---- DATA ROWS
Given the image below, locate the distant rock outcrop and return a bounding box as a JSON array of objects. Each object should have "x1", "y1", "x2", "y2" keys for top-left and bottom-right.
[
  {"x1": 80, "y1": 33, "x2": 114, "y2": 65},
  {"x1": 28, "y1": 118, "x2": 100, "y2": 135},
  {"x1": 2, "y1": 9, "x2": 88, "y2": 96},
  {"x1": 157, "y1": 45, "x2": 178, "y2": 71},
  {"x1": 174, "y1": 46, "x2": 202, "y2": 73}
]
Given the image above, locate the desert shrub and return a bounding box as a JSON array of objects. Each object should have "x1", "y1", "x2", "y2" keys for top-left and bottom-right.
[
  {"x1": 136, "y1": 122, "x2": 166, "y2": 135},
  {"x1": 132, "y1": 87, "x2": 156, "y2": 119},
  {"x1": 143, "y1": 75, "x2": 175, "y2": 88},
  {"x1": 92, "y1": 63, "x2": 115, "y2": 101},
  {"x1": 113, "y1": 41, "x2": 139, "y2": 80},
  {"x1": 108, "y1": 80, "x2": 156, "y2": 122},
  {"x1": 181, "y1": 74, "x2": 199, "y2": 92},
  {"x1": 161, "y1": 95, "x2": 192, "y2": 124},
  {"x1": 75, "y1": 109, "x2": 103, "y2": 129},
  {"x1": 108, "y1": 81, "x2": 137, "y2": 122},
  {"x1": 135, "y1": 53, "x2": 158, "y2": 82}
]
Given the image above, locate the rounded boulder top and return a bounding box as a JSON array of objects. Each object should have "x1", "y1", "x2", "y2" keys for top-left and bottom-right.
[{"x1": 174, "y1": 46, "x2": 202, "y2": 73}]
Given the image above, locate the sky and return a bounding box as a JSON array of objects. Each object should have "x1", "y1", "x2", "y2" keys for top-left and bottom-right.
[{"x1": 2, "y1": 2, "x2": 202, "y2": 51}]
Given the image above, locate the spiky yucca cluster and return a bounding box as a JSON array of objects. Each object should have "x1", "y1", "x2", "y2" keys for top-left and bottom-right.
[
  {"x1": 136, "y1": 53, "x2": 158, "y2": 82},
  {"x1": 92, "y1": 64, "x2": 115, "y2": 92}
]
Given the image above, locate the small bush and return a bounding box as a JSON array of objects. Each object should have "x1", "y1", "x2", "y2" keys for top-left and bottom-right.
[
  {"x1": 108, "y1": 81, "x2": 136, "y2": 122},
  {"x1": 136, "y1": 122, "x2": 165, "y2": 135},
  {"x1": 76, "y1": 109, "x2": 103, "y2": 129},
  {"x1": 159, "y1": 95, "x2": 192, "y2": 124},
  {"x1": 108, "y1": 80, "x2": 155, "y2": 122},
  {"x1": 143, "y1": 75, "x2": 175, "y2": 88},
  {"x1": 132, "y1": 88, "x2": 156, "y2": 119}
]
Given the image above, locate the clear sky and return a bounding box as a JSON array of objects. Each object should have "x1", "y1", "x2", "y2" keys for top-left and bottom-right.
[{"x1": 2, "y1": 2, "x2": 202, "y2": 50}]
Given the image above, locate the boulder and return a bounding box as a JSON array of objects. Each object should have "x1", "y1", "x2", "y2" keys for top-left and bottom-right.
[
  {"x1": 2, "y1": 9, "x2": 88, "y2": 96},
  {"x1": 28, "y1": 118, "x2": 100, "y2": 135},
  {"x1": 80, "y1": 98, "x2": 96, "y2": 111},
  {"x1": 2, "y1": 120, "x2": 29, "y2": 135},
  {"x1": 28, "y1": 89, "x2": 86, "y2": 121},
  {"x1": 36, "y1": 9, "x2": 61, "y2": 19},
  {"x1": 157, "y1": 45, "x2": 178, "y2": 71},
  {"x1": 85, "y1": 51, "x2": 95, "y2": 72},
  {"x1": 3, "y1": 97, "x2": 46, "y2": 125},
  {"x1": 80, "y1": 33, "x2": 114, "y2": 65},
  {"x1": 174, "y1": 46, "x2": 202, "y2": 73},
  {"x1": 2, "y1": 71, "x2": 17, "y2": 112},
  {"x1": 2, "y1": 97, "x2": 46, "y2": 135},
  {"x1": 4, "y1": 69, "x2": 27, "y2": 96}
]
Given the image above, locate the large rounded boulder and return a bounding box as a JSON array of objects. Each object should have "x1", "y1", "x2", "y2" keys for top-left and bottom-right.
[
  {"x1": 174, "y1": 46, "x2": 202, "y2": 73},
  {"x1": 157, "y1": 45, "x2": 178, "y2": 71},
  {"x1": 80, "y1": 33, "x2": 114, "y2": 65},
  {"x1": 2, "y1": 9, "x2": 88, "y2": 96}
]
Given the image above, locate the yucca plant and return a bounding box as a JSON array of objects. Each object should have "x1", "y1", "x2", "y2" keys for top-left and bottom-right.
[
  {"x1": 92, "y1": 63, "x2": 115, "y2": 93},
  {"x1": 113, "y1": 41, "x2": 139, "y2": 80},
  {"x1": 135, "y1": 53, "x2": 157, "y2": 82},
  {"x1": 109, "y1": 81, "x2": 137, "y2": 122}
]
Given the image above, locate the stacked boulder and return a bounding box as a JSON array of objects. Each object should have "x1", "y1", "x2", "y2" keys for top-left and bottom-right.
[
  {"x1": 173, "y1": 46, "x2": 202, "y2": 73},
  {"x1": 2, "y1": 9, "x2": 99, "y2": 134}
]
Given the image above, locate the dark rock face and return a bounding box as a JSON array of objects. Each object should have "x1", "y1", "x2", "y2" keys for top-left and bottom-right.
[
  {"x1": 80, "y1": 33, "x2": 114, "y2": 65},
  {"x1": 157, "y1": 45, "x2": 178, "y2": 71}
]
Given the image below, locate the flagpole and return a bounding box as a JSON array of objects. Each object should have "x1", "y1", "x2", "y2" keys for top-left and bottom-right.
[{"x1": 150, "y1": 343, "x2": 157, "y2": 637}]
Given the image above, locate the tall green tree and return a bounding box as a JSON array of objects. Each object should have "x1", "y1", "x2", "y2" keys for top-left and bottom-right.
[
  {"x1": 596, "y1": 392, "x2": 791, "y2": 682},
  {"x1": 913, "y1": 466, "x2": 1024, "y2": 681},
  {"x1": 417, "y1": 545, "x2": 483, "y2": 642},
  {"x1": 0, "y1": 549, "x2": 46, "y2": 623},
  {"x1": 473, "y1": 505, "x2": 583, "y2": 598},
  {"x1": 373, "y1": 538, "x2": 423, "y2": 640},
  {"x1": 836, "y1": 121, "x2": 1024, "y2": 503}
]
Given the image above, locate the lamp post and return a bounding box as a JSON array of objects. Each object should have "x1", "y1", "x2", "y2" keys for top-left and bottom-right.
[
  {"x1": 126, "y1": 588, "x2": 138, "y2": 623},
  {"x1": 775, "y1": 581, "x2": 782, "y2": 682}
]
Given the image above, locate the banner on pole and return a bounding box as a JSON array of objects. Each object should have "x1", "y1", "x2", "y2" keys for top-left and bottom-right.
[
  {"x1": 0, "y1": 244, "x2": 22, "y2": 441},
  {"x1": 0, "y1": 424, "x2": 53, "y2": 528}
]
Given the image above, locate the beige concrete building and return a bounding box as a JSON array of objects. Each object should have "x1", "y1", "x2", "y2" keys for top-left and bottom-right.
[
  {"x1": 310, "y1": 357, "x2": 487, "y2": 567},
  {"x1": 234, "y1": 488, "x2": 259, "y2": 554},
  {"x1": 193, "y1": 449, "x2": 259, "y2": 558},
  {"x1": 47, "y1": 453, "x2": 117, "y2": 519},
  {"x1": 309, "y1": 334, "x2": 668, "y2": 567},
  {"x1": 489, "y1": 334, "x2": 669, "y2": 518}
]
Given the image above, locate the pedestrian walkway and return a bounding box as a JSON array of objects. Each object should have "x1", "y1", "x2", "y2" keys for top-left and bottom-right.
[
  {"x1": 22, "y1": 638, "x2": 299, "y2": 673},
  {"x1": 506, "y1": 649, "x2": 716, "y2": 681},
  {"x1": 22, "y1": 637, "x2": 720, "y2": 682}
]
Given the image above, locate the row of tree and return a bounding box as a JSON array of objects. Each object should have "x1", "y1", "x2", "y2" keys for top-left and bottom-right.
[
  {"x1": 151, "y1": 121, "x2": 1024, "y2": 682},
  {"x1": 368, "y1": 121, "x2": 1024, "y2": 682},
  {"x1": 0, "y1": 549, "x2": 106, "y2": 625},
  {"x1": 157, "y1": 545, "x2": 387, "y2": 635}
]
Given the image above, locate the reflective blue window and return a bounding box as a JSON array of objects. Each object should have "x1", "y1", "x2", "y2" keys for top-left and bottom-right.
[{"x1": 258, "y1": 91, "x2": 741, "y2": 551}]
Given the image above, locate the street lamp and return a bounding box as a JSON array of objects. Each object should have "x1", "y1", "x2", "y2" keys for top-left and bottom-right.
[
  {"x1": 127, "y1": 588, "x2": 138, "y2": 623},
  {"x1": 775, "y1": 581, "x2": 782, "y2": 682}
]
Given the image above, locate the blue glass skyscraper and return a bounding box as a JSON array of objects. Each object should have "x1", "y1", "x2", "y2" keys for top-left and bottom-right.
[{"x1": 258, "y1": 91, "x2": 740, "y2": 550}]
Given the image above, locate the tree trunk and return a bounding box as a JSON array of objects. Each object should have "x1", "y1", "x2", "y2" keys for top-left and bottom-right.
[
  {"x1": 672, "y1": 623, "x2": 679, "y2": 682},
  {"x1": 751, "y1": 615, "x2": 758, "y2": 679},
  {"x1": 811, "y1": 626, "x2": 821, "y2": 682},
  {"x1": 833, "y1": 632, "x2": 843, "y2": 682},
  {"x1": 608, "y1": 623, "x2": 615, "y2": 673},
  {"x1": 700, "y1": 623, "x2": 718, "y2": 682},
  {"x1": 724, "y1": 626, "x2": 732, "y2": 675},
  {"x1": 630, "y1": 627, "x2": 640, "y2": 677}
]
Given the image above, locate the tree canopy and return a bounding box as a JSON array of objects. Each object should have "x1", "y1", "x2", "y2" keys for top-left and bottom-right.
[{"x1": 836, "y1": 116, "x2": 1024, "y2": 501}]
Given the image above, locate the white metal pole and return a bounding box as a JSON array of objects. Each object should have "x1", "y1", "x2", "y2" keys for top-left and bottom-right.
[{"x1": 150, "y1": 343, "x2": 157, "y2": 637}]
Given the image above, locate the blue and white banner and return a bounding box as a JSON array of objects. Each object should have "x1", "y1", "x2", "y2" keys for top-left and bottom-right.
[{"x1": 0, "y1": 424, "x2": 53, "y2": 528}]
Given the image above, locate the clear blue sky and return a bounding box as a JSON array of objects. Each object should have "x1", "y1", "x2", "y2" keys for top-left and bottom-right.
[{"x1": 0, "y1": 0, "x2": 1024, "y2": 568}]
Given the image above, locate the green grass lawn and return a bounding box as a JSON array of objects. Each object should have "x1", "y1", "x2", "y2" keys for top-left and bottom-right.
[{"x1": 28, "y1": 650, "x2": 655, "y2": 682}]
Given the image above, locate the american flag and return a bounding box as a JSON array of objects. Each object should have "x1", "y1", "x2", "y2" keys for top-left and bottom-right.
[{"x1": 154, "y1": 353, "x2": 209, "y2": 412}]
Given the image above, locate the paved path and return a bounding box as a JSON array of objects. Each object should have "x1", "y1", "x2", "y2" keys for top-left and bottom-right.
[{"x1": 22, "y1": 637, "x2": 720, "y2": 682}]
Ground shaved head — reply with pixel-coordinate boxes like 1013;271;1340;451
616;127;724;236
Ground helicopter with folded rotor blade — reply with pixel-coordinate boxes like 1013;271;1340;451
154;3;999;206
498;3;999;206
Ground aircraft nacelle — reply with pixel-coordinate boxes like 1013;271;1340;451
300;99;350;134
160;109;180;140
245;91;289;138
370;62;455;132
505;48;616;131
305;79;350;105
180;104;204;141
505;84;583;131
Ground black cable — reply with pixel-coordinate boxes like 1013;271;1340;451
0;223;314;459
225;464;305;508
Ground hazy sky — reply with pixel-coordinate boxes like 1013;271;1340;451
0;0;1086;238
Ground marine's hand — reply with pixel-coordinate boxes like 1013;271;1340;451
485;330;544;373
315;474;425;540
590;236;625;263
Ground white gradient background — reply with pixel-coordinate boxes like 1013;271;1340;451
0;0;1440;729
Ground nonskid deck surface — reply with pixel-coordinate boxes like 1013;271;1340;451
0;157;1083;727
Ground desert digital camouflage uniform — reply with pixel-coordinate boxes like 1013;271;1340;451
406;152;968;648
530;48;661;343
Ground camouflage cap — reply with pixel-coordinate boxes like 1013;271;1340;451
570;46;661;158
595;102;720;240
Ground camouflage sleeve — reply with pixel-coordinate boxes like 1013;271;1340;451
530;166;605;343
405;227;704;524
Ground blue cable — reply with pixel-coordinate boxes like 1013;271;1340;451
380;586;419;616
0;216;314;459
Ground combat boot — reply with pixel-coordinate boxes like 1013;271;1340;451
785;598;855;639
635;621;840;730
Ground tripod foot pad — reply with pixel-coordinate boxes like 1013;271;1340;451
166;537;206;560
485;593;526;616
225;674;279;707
--------
• **WRITTEN TASK**: Rewrite the listing from the line containing "Ground nonskid deck" through the end of the listing, changing "combat boot" to "leather boot" and leaving everything else as it is.

• **IN RESPONSE**:
Ground nonskid deck surface — reply with pixel-coordinate boxes like 1013;271;1340;451
0;157;1083;727
Ground desert digital camouflage uniform — reply with pixel-coordinate boxes like 1013;271;1340;451
406;152;968;648
530;48;661;343
Ground camouflage cap — reply with pixel-coordinate boxes like 1013;271;1340;451
570;46;661;158
595;102;720;240
Ground camouflage sleeve — reply with pixel-coordinate boxes like 1013;271;1340;451
530;166;605;343
405;227;704;524
Ground blue cable — reply with pixel-coordinate boxes like 1013;271;1340;451
380;586;419;616
0;216;314;459
Ground leather boot — reply with pixel-coordinate boxes like 1013;271;1340;451
785;598;855;639
635;621;840;730
Ground tripod foot pad — reply with pixel-coordinate boxes like 1013;271;1340;451
166;537;206;560
485;593;526;616
225;674;279;707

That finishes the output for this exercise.